§ Data for analysis
"""

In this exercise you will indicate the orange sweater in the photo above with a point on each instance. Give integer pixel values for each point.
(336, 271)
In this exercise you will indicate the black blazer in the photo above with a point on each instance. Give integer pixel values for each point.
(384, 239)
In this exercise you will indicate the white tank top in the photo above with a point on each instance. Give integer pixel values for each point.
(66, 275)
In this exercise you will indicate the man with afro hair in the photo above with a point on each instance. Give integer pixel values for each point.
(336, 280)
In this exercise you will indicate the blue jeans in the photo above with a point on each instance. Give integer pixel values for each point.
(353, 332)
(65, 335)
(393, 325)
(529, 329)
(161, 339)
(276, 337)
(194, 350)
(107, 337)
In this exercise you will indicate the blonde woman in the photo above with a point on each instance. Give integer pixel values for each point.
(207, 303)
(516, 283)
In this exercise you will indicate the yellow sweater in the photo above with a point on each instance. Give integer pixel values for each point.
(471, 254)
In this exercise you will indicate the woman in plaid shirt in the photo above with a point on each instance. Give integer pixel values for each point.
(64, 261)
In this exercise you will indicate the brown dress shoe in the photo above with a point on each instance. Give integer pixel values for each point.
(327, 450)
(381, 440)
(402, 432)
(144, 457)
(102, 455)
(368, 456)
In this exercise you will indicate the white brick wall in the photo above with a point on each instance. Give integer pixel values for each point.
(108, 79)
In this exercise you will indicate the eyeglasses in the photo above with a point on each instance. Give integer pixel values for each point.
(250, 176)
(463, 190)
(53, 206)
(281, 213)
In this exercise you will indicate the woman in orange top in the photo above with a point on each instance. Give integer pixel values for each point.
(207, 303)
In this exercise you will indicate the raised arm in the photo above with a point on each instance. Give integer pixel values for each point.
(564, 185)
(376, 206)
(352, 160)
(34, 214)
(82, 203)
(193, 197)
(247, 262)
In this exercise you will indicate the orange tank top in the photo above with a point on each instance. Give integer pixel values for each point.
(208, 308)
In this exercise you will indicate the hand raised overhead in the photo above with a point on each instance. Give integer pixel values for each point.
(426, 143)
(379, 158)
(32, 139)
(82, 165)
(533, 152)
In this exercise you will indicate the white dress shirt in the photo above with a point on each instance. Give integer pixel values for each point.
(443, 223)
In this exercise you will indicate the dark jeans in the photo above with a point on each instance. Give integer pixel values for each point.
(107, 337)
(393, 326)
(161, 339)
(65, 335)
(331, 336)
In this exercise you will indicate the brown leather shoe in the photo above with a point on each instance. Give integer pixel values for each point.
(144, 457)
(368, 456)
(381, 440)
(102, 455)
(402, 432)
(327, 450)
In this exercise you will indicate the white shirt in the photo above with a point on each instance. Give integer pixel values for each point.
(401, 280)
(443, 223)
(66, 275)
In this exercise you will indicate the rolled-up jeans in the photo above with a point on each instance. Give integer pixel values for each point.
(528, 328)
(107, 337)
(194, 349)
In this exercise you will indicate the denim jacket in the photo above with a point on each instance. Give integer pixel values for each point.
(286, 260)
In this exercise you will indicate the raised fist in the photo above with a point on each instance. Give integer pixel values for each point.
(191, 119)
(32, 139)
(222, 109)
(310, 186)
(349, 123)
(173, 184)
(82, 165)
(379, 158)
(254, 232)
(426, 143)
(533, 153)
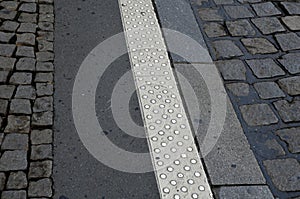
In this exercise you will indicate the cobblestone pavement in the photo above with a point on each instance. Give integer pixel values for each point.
(26, 98)
(256, 46)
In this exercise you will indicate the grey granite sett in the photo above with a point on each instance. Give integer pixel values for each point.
(240, 28)
(28, 7)
(231, 160)
(21, 78)
(27, 18)
(10, 5)
(268, 25)
(7, 63)
(9, 26)
(258, 114)
(44, 66)
(43, 104)
(46, 8)
(46, 26)
(6, 91)
(220, 2)
(41, 169)
(43, 89)
(266, 9)
(285, 173)
(3, 107)
(17, 180)
(265, 68)
(238, 12)
(232, 69)
(26, 38)
(40, 188)
(17, 124)
(268, 90)
(292, 137)
(214, 29)
(210, 14)
(291, 62)
(25, 92)
(17, 194)
(288, 41)
(44, 77)
(259, 46)
(20, 106)
(27, 27)
(25, 51)
(44, 56)
(249, 1)
(292, 7)
(41, 152)
(42, 119)
(292, 22)
(7, 14)
(26, 64)
(13, 160)
(290, 85)
(265, 145)
(6, 37)
(288, 111)
(3, 76)
(41, 136)
(49, 36)
(46, 18)
(15, 141)
(238, 89)
(226, 49)
(45, 45)
(2, 181)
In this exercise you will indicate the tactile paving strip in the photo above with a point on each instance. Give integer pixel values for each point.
(178, 168)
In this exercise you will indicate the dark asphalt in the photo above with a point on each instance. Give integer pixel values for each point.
(80, 26)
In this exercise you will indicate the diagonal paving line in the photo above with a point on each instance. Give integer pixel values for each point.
(178, 168)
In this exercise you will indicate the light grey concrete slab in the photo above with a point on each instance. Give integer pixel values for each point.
(178, 15)
(231, 161)
(243, 192)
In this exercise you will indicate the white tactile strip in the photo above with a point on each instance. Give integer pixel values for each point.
(178, 168)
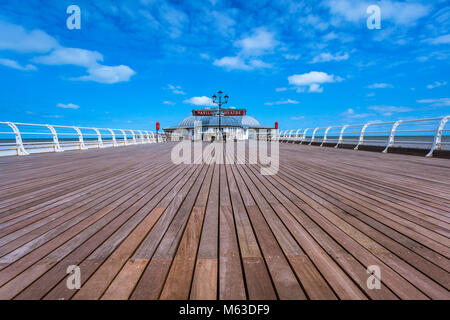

"""

§ Exercise requirements
All the lines above are to be reproduced exactly, except the pictures.

§ Result of this exercise
In this exercise you will indicate the orange sweater in the photo above with a point on each instance. Give integer pixel values for each point.
(336, 271)
In this exercise you will indicate the black blazer in the photo above with a point on each instance. Give integer pixel values for each point.
(384, 239)
In this exercise you will indicate the white tank top in the photo above with a point on each instance. Give integer pixel values for each point.
(66, 275)
In this exercise you will indicate the man with afro hair in the photo above with a point on each instance. Give integer pixel values for each point.
(336, 280)
In this exercise you will indicate the blue jeans in the photo above with a point on each instance. Give integer pixel values for each point.
(353, 332)
(65, 335)
(393, 325)
(529, 329)
(161, 339)
(276, 337)
(194, 350)
(107, 337)
In this exercise you will indicate the blonde woman in the photo above with a point on each instance. Give integer pixel values for each point.
(207, 303)
(516, 283)
In this exercise you will indicate the yellow sweater in the photo above with a point on each instance. Give integer pixel values for each point.
(471, 254)
In this exercise you will indicate the woman in plaid shirt in the photo above with a point on each instance. Give integer pixel values for each point.
(64, 261)
In this exercise you will indicate the brown dress shoe in the photo above with a point on each instance. Give integer pixel values for each point.
(327, 450)
(381, 440)
(402, 432)
(144, 457)
(102, 455)
(368, 456)
In this exercise you will indicate the white brick wall in the photo above with a point on each instance. Give integer pixel values for each point.
(108, 79)
In this exercise you will indicate the eyeglasses in the photo above with a point on each instance. Give integer pixel values for each point.
(250, 176)
(463, 190)
(53, 206)
(281, 213)
In this exercise you will indicate the woman in orange top in the photo above with a point on each instance. Give integer pixel values for each point.
(207, 303)
In this exercise you will indicate the raised arm in the photo above with a point on each instance. Give integer pixel values for each point.
(564, 185)
(376, 206)
(352, 160)
(34, 214)
(82, 203)
(193, 197)
(247, 262)
In this exercise you will indicate the orange tank top in the photo above with a point on each instance. Give integer pixel values for each point.
(208, 308)
In this exercise you will indicate the hand raised overhead in the photo above with a point on each instance. Give integer pixel values for each point.
(426, 143)
(379, 158)
(32, 139)
(82, 165)
(533, 152)
In this exercise you will indicate the white dress shirt in the photo above with a point on each instance. Give integer pixel values for each point.
(443, 223)
In this exercise you will indicate the dark jeans in the photo above with a point on each instance. Give integer pixel values for each point.
(107, 337)
(393, 326)
(161, 339)
(65, 335)
(331, 336)
In this exercise you will indicate the brown leather shoe in the photo above with a point on each instance. Give integer pixel values for each point.
(144, 457)
(368, 456)
(381, 440)
(102, 455)
(402, 432)
(327, 450)
In this exercise you will indicate the white shirt in the photo above with a point on each instance. Give integer pixel values for each point.
(401, 280)
(443, 223)
(66, 275)
In this exercise you will indicate the rolled-up jeans in the photo above with a point on each instance. Give integer pixel values for each point.
(528, 328)
(107, 337)
(194, 349)
In this exercise you will indicate the denim jacket in the photo above with a point on each instance. Give integer pixel values for each point.
(286, 260)
In this exercise you will indicate the raised fist in the photo above with a point on each instance. Give integer pixel values for each point.
(191, 119)
(32, 139)
(222, 109)
(310, 186)
(349, 123)
(173, 184)
(82, 165)
(379, 158)
(254, 232)
(426, 143)
(533, 153)
In this exercise you will indicate the cobblestone pavement in the photo above with a point on each instance. Give integer pixel values for each point.
(26, 98)
(256, 46)
In this exercise you will indicate the grey granite sett in the photo above with a point on each instance. Give integer pixel values for each point.
(240, 28)
(28, 7)
(231, 160)
(21, 78)
(27, 18)
(10, 5)
(268, 25)
(7, 63)
(9, 26)
(258, 114)
(44, 66)
(43, 104)
(46, 8)
(46, 26)
(6, 91)
(220, 2)
(41, 169)
(43, 89)
(266, 9)
(285, 173)
(3, 107)
(17, 180)
(265, 68)
(238, 12)
(232, 69)
(26, 38)
(40, 188)
(17, 124)
(268, 90)
(292, 137)
(214, 29)
(210, 14)
(291, 62)
(25, 92)
(17, 194)
(288, 41)
(44, 77)
(259, 46)
(20, 106)
(27, 27)
(25, 51)
(44, 56)
(249, 1)
(292, 7)
(41, 152)
(42, 119)
(292, 22)
(7, 14)
(26, 64)
(13, 160)
(290, 85)
(265, 145)
(6, 37)
(288, 111)
(3, 76)
(41, 136)
(49, 36)
(46, 18)
(15, 141)
(238, 89)
(226, 49)
(45, 45)
(2, 181)
In this exercise you will indicate the tactile paving strip in the photo above with a point on each instance. Give integer pixel values for each point.
(178, 168)
In this exercise you will indicate the dark asphalt in the photo above with a point on each instance. Give integer pixel values for each point.
(80, 26)
In this exercise you will indicate the diagonal paving line in the photo above with a point on each instance. Give integer pixel values for each point.
(178, 168)
In this exercise you will indicate the light grey concrete slab in the photo above with a point on each instance. Give integer pixel values for each point.
(178, 15)
(231, 161)
(243, 192)
In this exercise you will indicate the white tactile strip in the photo above with a point on each instance. Give integer pixel values for each point.
(178, 168)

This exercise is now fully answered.